EXTRACT START

Featured writer: Edds Adventures
Early in the night, not long after the stars came out, we begun to get bio-luminescence around the boat. Our wake was glowing and the bow wave was sparkling like a reflection of the stars above. I kept a keen eye out for any movement and a keen ear out for the sound of any dolphins or other sea life.
Soon enough, I was rewarded as some Striped Dolphins came to put on a show. I ran up to the bow and was very excited to see 3 dolphins twisting, turning, surfing and leaping around the front of the boat. They were still leaving trails but the most captivating sight was their fin tips. They didn’t glow a bright green like our last glow in the dark dolphins but rather sparkled. It almost gave the impression of a child with a sparkler on Guy Fawkes night drawing shapes in the darkness except instead of having sparklers it was the ends of the dolphins fins and flippers that were flashing.
A couple of minutes later, 3 more dolphins came racing in and this continued until 15 minutes later we had around 15 striped dolphins lighting up the see. Painting pictures with their sparkling trails. I don’t know how long the dolphins were there for but I could have stayed up all night watching them. Eventually, however, they did leave.
Me and Luke stood amazed on the bow occasionally muttering the odd ‘awesome’ or ‘incredible’. Neither of us wanted to leave in case more dolphins turned up. Meanwhile, the bio-luminescence was getting brighter and brighter until it seemed like the whole sea around the boat was glowing. That’s when we spotted another splash about 50m away and closing in on us. Dolphins I yelled but I was mistaken. A huge creature about 4m long raced in, turned and swam alongside our bow. It had us both speechless. When we could finally stop making squeaks and yelps I managed to get out a ‘what on earth is that?’. It was glowing so brightly, it even had a glowing bow wave of its own and when it came up to breathe it blasted glowing spray up at us on the deck. We had no idea what it was but it was beautiful.
Luke switched on his head torch just for a split second and the dark figure it revealed was unmistakably a Pilot Whale. One of my favourite species of marine mammal. I ran around the boat shouting, trying to wake everyone up but by the time I returned it was gone. Apparently 3 more had swum up and then all 4 had left together almost instantly. The rest of the night featured more bio-luminescent dolphins and a bright fireball like shooting star but even now I can only concentrate on the picture of a glowing Pilot Whale in my head.

EXTRACT END
RECORD EXCERPTS START

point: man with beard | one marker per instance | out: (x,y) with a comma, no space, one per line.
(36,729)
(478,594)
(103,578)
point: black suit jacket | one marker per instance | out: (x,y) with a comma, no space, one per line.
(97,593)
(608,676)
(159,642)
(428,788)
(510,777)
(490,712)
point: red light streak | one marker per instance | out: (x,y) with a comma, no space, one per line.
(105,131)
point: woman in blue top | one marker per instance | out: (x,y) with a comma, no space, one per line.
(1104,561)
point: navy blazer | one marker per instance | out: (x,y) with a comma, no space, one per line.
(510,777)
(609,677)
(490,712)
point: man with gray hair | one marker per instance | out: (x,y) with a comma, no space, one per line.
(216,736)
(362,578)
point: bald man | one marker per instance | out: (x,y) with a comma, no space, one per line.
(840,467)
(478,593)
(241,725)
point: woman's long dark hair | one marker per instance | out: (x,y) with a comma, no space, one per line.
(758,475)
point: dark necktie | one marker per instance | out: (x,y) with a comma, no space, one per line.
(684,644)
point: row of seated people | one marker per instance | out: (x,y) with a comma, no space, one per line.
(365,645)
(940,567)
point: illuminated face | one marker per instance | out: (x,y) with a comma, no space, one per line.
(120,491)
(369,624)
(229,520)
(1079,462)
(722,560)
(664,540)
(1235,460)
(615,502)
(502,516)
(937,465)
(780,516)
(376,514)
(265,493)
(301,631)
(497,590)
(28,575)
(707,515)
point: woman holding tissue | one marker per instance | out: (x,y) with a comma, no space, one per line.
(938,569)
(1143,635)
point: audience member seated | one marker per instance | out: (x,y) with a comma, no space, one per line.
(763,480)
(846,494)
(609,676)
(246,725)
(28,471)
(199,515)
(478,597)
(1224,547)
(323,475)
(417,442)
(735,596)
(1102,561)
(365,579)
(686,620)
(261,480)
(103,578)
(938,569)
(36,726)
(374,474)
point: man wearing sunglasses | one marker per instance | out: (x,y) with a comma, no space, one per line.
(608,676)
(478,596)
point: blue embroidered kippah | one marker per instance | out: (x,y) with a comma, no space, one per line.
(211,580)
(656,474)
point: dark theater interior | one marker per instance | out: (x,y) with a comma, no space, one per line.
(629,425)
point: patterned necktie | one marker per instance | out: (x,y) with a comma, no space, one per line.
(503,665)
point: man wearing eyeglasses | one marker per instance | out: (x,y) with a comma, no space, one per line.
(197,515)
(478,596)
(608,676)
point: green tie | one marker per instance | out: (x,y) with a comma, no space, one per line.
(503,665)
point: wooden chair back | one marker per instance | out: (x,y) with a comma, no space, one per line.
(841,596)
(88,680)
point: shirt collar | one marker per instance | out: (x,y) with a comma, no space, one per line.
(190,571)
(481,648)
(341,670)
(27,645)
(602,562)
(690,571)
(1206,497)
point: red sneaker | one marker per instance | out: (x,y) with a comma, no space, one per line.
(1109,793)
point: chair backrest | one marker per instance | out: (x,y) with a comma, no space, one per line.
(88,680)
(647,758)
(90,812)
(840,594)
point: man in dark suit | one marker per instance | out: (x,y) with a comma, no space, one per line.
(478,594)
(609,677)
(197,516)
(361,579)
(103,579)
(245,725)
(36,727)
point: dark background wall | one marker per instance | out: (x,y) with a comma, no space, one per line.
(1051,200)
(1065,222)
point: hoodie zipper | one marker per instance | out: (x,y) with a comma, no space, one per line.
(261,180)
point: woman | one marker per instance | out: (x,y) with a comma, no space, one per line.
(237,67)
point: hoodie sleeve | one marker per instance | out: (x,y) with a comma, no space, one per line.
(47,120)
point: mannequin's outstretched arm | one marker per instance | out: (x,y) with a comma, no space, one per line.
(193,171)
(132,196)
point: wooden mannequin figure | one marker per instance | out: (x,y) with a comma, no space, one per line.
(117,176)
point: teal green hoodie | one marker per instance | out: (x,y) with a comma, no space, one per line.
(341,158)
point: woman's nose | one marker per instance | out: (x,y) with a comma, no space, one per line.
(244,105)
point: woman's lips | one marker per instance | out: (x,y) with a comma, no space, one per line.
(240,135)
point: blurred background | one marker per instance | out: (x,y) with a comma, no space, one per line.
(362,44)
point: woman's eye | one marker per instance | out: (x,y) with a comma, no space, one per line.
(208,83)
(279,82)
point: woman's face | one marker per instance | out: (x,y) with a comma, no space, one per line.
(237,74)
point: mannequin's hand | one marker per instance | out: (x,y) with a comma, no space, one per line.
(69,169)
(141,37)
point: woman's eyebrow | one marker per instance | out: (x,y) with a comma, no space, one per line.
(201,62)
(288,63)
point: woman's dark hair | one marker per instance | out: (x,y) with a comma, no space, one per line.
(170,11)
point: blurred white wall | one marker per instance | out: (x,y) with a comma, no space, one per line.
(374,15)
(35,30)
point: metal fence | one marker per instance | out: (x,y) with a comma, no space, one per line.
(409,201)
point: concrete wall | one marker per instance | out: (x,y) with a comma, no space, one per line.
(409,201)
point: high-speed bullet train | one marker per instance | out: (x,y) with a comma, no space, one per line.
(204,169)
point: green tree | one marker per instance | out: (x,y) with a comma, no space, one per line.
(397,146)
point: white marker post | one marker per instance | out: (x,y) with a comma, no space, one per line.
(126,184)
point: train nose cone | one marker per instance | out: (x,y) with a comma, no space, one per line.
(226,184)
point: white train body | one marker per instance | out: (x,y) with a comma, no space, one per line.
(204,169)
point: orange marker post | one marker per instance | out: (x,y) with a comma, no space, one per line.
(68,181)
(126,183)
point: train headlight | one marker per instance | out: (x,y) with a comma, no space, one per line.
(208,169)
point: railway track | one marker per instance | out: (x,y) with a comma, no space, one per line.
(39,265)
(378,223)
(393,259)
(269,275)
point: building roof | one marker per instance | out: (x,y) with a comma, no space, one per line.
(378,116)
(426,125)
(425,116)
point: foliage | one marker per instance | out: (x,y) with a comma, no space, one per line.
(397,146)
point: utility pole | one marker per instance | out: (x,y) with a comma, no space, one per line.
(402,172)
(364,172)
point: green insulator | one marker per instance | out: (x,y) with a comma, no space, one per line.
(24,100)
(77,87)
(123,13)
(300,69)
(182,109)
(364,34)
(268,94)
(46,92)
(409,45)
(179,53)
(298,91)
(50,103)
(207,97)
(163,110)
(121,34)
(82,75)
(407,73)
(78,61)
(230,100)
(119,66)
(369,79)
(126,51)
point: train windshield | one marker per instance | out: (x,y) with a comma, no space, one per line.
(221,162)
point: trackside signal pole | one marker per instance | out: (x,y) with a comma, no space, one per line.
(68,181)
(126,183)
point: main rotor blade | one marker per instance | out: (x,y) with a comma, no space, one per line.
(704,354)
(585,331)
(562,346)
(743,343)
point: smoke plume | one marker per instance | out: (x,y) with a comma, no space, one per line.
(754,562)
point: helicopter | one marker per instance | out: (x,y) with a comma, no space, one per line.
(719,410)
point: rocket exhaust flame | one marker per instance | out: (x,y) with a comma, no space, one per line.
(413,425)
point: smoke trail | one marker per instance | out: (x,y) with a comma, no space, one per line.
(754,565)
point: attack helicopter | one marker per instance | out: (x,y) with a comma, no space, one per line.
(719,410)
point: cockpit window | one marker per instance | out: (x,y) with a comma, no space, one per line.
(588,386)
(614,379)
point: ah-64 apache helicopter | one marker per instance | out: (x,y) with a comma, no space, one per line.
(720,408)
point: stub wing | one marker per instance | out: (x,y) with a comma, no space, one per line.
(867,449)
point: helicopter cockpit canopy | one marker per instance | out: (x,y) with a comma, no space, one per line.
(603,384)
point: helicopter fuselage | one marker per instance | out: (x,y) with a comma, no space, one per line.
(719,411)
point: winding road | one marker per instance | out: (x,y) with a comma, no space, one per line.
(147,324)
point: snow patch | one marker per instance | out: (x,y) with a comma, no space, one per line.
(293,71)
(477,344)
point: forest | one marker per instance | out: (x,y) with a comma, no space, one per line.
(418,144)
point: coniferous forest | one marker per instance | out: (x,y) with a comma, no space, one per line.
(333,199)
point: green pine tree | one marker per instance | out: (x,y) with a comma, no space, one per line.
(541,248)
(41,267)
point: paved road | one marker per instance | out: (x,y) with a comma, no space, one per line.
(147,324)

RECORD EXCERPTS END

- EXERCISE BRIEF
In the account of glowing sea life at night, what animal did Luke's head torch reveal?

- RESULT OF THIS TASK
A Pilot Whale.